**Challenge:** List the items from the line containing "sword, it would be much appreciated." up to and including the line containing "845 330 L 848" as a numbered list, skipping any blank lines.

**Given data:**
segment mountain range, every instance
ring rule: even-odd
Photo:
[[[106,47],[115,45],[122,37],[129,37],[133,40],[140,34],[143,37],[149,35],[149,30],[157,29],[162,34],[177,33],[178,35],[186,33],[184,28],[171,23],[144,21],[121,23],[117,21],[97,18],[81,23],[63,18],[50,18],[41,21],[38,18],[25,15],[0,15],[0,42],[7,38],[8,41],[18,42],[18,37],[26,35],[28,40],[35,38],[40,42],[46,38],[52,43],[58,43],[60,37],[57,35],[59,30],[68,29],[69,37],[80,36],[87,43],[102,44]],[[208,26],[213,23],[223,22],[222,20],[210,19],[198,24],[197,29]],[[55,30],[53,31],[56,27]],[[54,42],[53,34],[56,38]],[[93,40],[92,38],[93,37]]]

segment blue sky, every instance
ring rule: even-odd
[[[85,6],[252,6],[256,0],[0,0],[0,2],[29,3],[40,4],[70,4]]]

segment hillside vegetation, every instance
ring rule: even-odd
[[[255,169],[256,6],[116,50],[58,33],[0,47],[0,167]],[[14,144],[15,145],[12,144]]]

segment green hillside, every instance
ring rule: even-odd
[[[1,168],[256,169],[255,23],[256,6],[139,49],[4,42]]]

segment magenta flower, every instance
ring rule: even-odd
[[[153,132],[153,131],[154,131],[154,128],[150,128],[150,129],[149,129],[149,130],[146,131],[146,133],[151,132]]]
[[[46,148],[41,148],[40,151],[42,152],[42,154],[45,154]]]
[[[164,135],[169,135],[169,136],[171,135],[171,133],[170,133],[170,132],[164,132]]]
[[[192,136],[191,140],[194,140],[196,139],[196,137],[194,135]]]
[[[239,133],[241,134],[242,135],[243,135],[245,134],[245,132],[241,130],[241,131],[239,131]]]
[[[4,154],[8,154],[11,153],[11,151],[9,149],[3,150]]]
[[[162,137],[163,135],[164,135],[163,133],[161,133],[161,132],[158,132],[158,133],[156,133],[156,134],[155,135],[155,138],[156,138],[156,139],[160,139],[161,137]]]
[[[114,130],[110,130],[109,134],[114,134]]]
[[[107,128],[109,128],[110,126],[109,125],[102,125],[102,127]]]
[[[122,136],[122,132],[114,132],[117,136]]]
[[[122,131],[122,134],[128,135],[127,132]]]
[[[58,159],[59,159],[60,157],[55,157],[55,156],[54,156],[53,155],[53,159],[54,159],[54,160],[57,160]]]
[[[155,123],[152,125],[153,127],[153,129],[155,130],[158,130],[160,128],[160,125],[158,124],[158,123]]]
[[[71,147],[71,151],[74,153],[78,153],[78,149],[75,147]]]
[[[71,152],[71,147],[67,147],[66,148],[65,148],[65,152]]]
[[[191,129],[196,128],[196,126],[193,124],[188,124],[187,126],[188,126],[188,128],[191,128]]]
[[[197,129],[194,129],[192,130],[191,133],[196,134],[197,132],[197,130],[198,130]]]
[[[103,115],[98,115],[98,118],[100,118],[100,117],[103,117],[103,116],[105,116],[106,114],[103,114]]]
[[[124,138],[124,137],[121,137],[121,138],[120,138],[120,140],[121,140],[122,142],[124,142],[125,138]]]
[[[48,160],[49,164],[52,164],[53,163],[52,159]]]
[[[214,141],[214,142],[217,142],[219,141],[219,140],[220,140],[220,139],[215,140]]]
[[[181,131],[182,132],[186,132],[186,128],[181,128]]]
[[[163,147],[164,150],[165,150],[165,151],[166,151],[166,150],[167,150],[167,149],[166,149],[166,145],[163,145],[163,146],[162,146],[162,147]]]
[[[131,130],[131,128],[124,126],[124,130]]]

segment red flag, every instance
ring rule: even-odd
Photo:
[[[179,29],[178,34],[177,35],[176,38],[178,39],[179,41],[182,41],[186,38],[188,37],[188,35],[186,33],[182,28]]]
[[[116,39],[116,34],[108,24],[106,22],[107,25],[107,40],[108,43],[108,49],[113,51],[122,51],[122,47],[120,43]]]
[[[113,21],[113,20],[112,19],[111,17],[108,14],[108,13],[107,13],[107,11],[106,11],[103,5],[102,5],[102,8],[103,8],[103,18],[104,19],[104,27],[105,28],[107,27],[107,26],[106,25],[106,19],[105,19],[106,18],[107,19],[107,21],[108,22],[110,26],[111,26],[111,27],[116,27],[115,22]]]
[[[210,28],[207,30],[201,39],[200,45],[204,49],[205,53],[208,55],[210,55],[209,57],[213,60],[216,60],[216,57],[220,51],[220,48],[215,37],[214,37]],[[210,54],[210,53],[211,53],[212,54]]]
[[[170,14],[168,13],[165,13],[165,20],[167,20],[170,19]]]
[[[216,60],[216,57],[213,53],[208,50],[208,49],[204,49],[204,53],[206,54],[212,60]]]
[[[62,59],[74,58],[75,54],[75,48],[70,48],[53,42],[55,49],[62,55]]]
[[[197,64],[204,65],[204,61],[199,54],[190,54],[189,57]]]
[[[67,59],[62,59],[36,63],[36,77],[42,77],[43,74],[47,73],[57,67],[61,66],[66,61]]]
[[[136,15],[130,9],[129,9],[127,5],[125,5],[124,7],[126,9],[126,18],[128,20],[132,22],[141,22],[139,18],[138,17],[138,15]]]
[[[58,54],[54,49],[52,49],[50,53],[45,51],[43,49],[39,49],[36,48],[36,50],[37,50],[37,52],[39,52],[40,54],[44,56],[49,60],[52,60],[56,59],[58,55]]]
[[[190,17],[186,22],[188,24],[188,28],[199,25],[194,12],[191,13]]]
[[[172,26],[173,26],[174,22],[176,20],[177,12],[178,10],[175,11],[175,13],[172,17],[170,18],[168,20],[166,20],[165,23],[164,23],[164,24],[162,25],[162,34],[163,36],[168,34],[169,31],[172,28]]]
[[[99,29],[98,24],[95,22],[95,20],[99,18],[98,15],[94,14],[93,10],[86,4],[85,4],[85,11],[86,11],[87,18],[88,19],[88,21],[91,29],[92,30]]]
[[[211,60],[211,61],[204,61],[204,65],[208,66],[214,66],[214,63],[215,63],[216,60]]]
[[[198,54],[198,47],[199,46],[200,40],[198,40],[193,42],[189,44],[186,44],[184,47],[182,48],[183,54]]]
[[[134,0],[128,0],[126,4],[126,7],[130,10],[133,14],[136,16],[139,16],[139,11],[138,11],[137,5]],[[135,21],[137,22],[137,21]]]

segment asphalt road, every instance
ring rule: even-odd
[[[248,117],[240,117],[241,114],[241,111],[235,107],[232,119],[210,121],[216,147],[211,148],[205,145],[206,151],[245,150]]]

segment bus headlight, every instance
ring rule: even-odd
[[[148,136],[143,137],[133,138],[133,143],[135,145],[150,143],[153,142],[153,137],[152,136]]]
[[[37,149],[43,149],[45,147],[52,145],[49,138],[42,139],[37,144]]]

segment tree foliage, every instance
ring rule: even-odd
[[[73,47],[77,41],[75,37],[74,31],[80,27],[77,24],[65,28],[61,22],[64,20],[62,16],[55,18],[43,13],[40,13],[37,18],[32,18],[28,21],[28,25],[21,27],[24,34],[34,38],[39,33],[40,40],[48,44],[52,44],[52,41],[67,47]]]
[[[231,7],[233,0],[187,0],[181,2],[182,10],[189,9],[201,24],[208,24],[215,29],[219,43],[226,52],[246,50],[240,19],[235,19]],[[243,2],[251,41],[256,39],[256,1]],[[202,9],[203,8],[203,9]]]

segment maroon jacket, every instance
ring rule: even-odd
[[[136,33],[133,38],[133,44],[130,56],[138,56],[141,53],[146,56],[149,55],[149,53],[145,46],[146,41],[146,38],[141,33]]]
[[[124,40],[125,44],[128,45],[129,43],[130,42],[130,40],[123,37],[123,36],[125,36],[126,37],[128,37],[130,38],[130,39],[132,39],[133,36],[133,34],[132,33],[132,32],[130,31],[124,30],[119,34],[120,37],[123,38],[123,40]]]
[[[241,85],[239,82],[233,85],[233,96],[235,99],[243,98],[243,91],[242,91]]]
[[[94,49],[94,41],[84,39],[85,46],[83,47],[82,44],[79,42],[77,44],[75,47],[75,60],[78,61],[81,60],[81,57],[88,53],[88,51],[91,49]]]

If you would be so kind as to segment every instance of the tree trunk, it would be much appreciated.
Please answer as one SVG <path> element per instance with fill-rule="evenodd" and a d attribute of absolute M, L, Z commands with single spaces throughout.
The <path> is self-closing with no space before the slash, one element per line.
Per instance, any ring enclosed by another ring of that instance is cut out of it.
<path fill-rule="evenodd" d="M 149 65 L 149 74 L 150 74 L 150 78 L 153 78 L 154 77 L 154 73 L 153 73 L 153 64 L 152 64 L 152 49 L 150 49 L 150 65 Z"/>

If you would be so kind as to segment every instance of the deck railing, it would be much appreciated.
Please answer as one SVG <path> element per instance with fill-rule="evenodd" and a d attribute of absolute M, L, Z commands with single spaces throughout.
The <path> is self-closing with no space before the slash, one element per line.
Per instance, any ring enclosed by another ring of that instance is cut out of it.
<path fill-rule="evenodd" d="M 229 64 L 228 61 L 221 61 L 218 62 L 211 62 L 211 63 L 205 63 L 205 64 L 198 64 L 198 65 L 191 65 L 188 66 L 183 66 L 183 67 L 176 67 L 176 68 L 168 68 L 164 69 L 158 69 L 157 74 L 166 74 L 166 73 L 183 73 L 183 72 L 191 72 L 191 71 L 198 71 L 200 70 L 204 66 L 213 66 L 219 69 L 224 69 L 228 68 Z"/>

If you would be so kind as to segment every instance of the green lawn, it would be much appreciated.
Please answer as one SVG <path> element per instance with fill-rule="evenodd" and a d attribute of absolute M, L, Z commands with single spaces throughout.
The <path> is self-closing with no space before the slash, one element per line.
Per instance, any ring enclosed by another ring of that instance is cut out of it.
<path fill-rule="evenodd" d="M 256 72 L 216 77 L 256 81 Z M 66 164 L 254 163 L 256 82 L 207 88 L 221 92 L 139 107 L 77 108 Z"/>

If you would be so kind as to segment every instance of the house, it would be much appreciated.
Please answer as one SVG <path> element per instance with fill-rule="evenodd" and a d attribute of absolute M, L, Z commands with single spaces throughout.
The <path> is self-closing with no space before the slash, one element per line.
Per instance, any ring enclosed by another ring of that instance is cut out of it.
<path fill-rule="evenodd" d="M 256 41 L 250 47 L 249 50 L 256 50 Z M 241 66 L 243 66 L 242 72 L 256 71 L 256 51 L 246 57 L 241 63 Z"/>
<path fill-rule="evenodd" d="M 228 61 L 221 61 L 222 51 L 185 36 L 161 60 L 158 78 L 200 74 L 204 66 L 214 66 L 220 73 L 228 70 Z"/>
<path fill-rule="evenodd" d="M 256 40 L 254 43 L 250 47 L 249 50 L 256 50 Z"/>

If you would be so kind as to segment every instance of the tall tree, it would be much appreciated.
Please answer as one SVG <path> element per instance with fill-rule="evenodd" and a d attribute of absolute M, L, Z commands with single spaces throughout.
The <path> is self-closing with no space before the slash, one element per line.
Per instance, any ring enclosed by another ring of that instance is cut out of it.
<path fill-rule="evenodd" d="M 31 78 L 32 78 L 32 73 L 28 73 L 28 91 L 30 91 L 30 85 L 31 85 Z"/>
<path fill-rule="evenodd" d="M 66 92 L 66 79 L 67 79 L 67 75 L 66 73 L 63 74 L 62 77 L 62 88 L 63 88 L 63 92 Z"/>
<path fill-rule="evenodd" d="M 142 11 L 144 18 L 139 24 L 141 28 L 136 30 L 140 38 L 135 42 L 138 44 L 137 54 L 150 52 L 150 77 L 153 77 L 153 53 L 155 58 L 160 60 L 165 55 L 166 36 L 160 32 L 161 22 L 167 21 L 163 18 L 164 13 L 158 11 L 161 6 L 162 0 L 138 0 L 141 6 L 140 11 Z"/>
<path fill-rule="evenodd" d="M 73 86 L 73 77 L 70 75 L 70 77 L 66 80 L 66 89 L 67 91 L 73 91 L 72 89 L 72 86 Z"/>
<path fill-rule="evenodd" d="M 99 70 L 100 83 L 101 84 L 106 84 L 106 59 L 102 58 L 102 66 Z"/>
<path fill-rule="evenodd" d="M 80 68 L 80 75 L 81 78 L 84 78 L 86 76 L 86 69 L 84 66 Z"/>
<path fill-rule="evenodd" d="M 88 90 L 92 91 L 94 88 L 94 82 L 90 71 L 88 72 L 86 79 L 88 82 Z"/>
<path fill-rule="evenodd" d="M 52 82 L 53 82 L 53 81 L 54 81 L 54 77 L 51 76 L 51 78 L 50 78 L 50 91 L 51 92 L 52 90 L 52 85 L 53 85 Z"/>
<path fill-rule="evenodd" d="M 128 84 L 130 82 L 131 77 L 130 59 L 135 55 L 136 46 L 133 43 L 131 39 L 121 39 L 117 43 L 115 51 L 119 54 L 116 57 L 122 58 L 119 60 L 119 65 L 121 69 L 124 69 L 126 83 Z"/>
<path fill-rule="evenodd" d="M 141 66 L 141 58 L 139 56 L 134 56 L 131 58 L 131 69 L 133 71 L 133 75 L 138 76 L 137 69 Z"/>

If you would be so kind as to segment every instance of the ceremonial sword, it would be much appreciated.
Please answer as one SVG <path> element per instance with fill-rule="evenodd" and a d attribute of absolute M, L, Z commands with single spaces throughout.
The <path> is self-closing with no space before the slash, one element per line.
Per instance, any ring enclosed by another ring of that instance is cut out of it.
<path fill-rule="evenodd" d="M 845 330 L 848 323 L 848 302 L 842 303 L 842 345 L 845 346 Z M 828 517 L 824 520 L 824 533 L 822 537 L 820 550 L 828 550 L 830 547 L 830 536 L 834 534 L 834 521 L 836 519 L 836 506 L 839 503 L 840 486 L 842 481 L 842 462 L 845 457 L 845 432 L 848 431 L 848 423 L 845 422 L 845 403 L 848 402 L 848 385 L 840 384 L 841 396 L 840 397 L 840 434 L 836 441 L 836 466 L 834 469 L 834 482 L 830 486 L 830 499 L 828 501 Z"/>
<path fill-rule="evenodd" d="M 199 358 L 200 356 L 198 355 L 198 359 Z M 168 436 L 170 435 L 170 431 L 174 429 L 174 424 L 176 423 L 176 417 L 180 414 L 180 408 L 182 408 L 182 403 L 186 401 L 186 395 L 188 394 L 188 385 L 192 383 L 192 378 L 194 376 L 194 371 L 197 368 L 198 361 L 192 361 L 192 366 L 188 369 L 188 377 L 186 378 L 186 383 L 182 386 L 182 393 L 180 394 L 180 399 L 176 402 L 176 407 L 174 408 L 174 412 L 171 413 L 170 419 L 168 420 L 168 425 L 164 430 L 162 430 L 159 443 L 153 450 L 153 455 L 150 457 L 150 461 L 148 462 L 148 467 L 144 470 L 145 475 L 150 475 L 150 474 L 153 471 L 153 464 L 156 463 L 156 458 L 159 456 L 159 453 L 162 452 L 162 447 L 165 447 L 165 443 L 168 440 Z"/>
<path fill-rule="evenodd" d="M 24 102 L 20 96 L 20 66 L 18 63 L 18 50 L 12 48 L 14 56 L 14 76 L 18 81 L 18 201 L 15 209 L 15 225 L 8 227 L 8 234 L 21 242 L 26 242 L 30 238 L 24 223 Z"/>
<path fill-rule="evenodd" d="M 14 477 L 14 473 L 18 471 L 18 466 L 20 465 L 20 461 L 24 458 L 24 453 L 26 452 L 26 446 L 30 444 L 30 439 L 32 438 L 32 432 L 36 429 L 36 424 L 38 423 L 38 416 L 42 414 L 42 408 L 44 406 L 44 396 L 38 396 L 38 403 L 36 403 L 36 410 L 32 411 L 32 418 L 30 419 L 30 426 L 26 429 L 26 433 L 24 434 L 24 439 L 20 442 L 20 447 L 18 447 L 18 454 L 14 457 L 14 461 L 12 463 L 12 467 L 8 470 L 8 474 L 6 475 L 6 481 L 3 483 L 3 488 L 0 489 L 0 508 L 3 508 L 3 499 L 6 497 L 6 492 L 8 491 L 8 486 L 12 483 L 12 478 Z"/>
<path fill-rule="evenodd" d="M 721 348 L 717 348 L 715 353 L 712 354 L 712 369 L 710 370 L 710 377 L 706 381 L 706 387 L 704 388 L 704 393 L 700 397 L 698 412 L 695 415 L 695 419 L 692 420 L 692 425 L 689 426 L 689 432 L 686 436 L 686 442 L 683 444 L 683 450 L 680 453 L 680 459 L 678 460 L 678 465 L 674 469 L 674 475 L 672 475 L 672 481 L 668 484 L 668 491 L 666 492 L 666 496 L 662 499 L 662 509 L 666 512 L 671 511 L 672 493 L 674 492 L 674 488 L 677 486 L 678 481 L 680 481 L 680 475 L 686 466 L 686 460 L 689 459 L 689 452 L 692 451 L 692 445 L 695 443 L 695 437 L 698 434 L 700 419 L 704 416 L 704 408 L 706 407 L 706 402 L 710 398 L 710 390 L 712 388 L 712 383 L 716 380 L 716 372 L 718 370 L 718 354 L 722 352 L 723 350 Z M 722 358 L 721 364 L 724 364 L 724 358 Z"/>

**Worked solution:**
1. If you would be so kind as to segment every instance of the ceremonial sword, it would be much appreciated.
2. Please answer as one SVG <path> element per instance with fill-rule="evenodd" and a d attribute of absolute M, L, Z commands with single spaces throughout.
3. The <path> is self-closing with no space before the slash, one element per line.
4. Per instance, any ring enclosed by another ring of that instance is cut out of it.
5. <path fill-rule="evenodd" d="M 845 330 L 848 323 L 848 302 L 842 303 L 842 345 L 845 346 Z M 828 517 L 824 520 L 824 533 L 822 537 L 820 550 L 828 550 L 830 547 L 830 536 L 834 534 L 834 521 L 836 519 L 836 506 L 839 503 L 840 486 L 842 481 L 842 462 L 845 457 L 845 432 L 848 431 L 848 423 L 845 422 L 845 403 L 848 402 L 848 385 L 840 384 L 841 396 L 840 397 L 840 434 L 836 441 L 836 466 L 834 469 L 834 482 L 830 486 L 830 499 L 828 501 Z"/>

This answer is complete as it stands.